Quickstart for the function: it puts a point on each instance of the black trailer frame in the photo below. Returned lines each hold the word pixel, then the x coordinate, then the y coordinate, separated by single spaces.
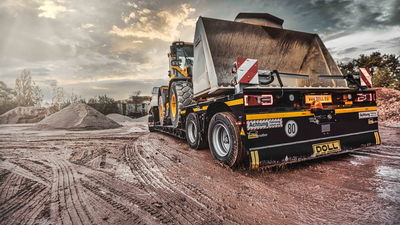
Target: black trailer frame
pixel 262 128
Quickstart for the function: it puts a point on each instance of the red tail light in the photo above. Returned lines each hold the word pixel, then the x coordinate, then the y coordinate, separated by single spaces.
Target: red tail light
pixel 364 97
pixel 253 100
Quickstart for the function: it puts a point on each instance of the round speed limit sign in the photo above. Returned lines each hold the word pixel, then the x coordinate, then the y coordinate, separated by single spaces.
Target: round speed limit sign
pixel 291 128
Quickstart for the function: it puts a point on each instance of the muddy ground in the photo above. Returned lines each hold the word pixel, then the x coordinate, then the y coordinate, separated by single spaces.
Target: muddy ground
pixel 130 176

• • •

STATED GOAL:
Transcribe every row above word for word, leaving out the picture.

ANSWER FOR THE TASK:
Quickstart for the function: it puts a point on each instance of the black trailer frame in the photo below. Returned lines each hold the word pixel, then the x coordinate, then the y coordinate, separated by single spaces.
Target: black trailer frame
pixel 262 128
Quickstart for the function: it puts a point on each instance of the red tail light in the photo above. Returned lines each hold the word pixel, then the x coordinate, then the y coordinate, separated by single spaces.
Target: red tail light
pixel 364 97
pixel 253 100
Quickstart for the function: it puts a point on each instance of the round speed limit sign in the photo above. Returned lines each hold the word pixel, then the x coordinate, then the y coordinate, separated by single spaces.
Target: round speed limit sign
pixel 291 128
Quickstart for the function: it puts a point on each instance of the muddy ground in the photo above. Returned lines each hold the word pixel, then the x coordinate, then the y coordinate, separated by single spaces.
Target: muddy ground
pixel 130 176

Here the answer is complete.